Rewrite the part of the records that opens with the line containing "Expected: a point inside each instance of the parked" and closes with the line containing "point(5, 326)", changing "obelisk" to "monument" and leaving everything else as it is.

- Items from a dataset -
• • • • •

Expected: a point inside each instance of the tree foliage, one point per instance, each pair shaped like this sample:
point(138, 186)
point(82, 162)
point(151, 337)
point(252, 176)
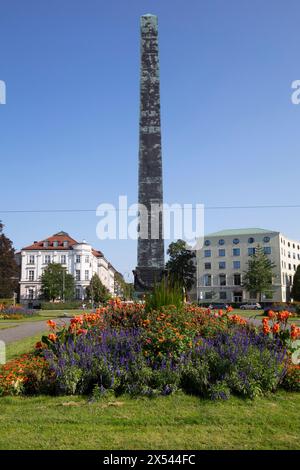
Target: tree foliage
point(181, 264)
point(9, 270)
point(57, 283)
point(96, 291)
point(258, 278)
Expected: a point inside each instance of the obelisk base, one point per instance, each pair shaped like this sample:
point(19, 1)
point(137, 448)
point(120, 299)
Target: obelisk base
point(145, 278)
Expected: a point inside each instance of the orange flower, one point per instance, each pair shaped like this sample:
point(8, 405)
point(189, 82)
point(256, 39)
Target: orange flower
point(51, 324)
point(271, 314)
point(295, 331)
point(82, 331)
point(266, 329)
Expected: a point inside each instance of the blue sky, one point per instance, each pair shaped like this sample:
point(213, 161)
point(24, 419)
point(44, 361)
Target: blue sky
point(69, 130)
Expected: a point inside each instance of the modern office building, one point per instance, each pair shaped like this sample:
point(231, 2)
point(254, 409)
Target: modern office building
point(79, 258)
point(223, 261)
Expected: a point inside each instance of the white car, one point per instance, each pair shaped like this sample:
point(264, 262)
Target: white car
point(255, 306)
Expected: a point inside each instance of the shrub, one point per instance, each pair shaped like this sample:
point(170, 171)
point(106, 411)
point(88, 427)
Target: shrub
point(249, 363)
point(16, 312)
point(164, 294)
point(291, 381)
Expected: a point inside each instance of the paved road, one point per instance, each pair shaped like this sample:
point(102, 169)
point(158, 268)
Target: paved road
point(27, 329)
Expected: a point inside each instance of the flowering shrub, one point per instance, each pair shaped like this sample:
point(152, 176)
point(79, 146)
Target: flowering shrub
point(109, 360)
point(276, 325)
point(26, 374)
point(241, 362)
point(291, 380)
point(124, 348)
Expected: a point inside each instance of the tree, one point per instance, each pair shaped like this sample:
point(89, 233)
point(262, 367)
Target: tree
point(9, 270)
point(57, 283)
point(181, 266)
point(258, 278)
point(295, 292)
point(96, 291)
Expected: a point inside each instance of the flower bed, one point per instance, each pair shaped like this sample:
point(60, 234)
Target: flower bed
point(124, 349)
point(14, 312)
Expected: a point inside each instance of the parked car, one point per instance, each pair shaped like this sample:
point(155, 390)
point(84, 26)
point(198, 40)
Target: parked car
point(278, 308)
point(218, 306)
point(254, 306)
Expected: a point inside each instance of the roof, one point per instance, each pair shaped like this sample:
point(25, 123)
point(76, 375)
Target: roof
point(240, 231)
point(97, 253)
point(60, 237)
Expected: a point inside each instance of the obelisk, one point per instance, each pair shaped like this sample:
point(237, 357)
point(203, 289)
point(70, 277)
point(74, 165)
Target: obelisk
point(150, 255)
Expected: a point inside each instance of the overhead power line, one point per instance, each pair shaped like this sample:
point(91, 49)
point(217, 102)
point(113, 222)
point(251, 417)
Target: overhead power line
point(39, 211)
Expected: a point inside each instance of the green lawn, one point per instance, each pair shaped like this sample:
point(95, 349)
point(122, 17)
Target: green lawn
point(44, 315)
point(175, 422)
point(5, 326)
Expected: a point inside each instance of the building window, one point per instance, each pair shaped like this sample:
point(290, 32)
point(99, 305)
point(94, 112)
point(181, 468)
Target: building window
point(78, 293)
point(30, 294)
point(207, 280)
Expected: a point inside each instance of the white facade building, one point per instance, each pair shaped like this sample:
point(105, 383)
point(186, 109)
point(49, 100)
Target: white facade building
point(223, 260)
point(79, 259)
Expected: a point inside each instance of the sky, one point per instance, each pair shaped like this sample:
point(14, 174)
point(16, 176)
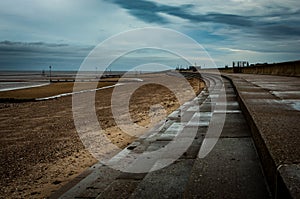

• • • • •

- RESPONSE -
Expected: a point inside each instance of the parked car, one point per instance, each pair shaped like this sample:
point(155, 390)
point(84, 26)
point(198, 40)
Target: parked car
point(278, 308)
point(218, 306)
point(254, 306)
Expected: a point inside each instance of the roof, one point per instance, each pair shaped like this sample:
point(25, 123)
point(76, 375)
Target: roof
point(240, 231)
point(97, 253)
point(60, 237)
Expected: a point inside each instance of the monument, one point per instance, each pair shaped like this sample:
point(237, 357)
point(203, 289)
point(70, 277)
point(74, 165)
Target: monument
point(150, 255)
Expected: a point inside each instance of the overhead power line, one point per instance, each pair shaped like this sample:
point(91, 49)
point(217, 102)
point(113, 222)
point(251, 417)
Target: overhead power line
point(39, 211)
Expected: a point inside each instance of the green lawn, one point per instance, each pair shaped like this sample:
point(95, 349)
point(122, 17)
Target: green lawn
point(44, 315)
point(175, 422)
point(5, 326)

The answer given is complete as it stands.